**Recorded information**

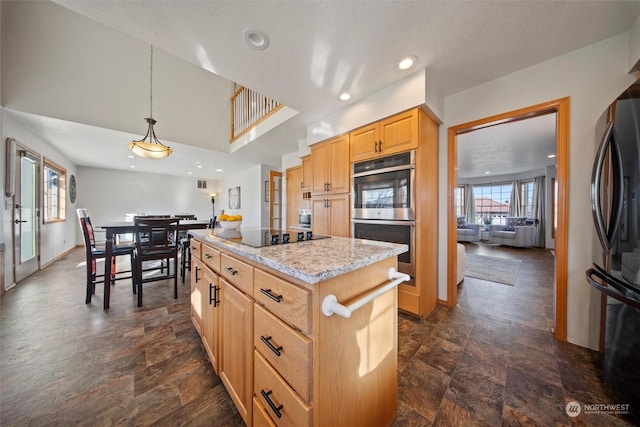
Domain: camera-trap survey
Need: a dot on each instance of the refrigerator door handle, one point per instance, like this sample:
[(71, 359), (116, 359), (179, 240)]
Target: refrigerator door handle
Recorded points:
[(617, 290), (607, 234)]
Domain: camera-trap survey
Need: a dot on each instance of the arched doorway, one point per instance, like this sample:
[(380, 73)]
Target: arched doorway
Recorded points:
[(560, 107)]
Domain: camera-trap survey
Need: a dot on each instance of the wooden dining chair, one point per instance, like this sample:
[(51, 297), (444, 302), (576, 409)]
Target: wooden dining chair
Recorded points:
[(157, 242), (96, 250)]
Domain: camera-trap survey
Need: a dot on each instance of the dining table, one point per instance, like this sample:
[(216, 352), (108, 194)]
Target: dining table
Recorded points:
[(113, 229)]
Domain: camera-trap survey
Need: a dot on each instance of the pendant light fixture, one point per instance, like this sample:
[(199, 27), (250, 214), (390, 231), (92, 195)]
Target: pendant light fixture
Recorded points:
[(153, 148)]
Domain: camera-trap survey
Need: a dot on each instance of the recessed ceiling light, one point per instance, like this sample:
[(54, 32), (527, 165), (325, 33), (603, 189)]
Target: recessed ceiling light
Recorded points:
[(407, 62), (256, 39)]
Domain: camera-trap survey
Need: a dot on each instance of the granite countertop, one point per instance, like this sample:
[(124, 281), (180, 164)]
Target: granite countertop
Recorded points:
[(314, 261)]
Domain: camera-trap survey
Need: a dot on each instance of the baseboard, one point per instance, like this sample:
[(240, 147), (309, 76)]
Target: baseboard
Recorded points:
[(62, 255)]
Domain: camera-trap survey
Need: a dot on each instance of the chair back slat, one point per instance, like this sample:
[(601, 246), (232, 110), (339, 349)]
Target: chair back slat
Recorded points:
[(156, 233)]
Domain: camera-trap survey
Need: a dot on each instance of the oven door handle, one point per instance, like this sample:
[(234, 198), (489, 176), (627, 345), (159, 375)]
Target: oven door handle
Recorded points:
[(383, 222), (384, 170)]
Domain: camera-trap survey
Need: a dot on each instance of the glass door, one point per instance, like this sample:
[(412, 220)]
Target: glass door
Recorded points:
[(25, 214)]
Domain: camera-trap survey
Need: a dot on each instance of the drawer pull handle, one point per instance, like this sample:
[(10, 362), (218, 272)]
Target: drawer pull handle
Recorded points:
[(276, 409), (231, 271), (267, 292), (213, 298), (267, 341)]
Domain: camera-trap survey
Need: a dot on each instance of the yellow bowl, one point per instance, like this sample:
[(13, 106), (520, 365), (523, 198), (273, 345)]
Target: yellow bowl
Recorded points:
[(230, 225)]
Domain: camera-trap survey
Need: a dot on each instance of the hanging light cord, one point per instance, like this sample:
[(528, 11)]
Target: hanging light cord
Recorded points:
[(151, 84)]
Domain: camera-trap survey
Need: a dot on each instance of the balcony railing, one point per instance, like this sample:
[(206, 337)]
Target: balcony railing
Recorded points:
[(248, 109)]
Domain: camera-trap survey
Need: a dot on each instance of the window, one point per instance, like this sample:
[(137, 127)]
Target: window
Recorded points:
[(526, 198), (55, 190), (492, 202), (460, 198)]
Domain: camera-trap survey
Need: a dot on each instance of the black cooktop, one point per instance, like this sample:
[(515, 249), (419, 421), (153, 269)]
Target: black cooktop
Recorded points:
[(261, 237)]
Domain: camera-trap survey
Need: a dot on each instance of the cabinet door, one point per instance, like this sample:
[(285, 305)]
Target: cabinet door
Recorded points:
[(236, 359), (196, 293), (399, 133), (339, 217), (364, 143), (338, 164), (211, 316), (319, 164), (294, 195), (319, 216), (306, 172)]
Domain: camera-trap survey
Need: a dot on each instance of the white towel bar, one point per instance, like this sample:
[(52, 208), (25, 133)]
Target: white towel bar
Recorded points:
[(330, 304)]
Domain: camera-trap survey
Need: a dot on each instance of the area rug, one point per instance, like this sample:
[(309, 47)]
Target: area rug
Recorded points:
[(499, 270)]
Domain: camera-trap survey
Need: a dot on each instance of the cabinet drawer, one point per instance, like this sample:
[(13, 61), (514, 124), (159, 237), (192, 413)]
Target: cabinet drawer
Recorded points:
[(288, 351), (277, 397), (211, 257), (237, 273), (260, 416), (194, 247), (287, 301)]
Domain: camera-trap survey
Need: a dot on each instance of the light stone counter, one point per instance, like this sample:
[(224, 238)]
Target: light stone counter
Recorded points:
[(314, 261)]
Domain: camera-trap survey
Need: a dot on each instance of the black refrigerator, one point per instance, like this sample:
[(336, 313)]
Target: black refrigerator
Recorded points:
[(615, 195)]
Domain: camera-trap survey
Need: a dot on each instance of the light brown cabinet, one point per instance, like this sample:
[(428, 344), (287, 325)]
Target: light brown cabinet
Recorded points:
[(236, 356), (330, 215), (392, 135), (330, 166), (307, 173), (284, 363)]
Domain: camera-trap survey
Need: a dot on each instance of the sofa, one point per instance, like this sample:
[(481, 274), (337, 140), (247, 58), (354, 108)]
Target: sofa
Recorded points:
[(514, 233), (467, 232)]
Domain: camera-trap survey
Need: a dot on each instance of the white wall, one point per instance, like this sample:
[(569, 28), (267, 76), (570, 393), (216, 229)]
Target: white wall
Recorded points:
[(592, 77), (110, 194), (407, 93), (253, 208), (57, 237)]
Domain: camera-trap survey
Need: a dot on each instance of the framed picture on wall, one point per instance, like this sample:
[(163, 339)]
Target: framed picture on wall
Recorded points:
[(234, 198)]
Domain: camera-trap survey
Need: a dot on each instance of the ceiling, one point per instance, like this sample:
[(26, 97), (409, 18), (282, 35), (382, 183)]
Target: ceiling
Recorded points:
[(319, 49)]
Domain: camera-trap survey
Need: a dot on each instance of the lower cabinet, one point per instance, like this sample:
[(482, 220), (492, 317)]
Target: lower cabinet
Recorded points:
[(196, 294), (211, 316), (284, 363), (236, 361)]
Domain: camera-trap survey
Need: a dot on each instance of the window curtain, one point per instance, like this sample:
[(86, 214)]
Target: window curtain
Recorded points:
[(538, 210), (469, 204), (515, 204)]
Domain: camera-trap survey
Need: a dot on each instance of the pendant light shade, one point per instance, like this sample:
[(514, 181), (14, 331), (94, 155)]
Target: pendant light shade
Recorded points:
[(150, 147)]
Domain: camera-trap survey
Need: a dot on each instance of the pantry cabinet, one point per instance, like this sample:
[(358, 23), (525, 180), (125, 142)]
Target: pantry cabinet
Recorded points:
[(392, 135), (331, 215), (330, 166)]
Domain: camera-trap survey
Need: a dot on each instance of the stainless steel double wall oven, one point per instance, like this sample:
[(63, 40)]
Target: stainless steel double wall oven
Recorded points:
[(383, 194)]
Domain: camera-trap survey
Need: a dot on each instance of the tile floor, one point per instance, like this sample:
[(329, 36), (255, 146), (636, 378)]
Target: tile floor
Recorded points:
[(491, 361)]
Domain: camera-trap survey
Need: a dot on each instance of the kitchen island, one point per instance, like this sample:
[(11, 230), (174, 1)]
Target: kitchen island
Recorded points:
[(267, 317)]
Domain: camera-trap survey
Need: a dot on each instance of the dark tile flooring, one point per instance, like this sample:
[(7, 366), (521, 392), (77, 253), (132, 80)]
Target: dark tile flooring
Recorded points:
[(490, 361)]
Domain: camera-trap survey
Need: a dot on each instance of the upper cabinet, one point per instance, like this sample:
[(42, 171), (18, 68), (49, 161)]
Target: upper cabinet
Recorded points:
[(389, 136), (329, 166)]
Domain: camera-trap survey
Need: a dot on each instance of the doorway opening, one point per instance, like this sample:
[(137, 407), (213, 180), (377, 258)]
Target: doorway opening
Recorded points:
[(560, 108)]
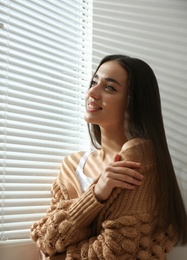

**Written problem**
How many lines of the records above contain the string "table"? Reply with the number alone.

**Solution**
2